» **Listed entries**
● ● ● ● ●
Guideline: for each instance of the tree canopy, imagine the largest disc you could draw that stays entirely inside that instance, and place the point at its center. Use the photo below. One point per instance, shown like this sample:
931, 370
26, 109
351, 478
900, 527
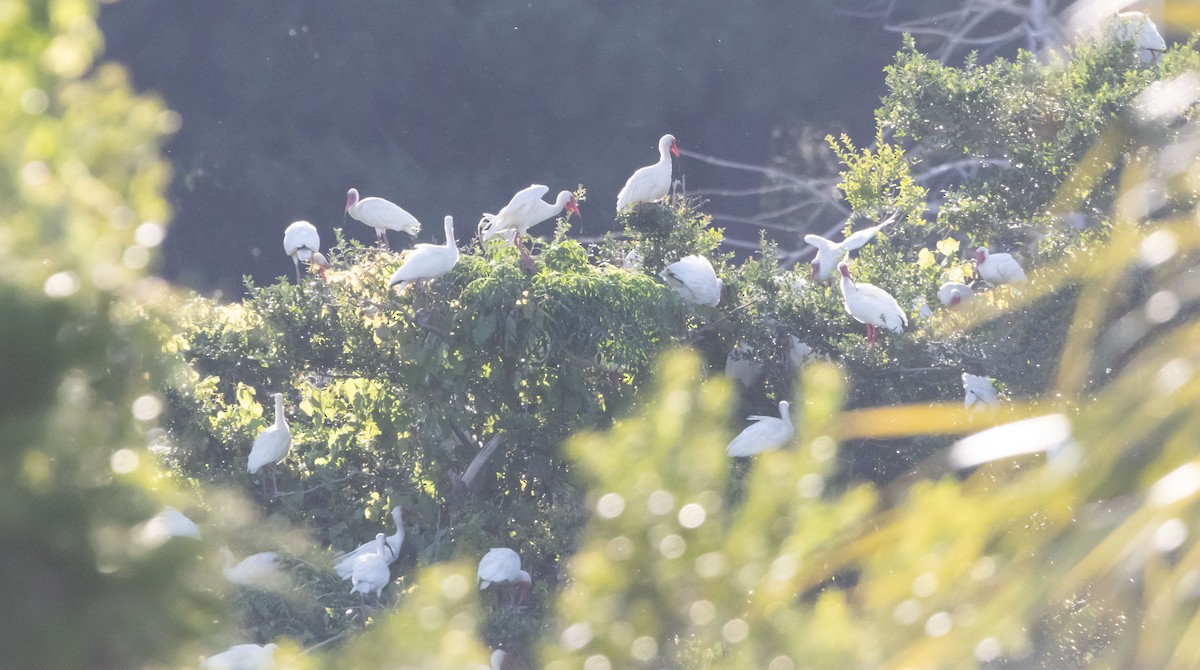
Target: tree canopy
576, 411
● ● ● ● ●
Leave the images out and transcribe the rest of the material exactly.

» **Exercise output**
Guideline: for each instance of the tree canopy, imagine the largest disc you could draw that stays entirely inside that instance, and place the point at its center. Use the photo below. One point per instance, shown like this sample:
931, 370
26, 109
351, 478
900, 527
Target: tree canopy
576, 411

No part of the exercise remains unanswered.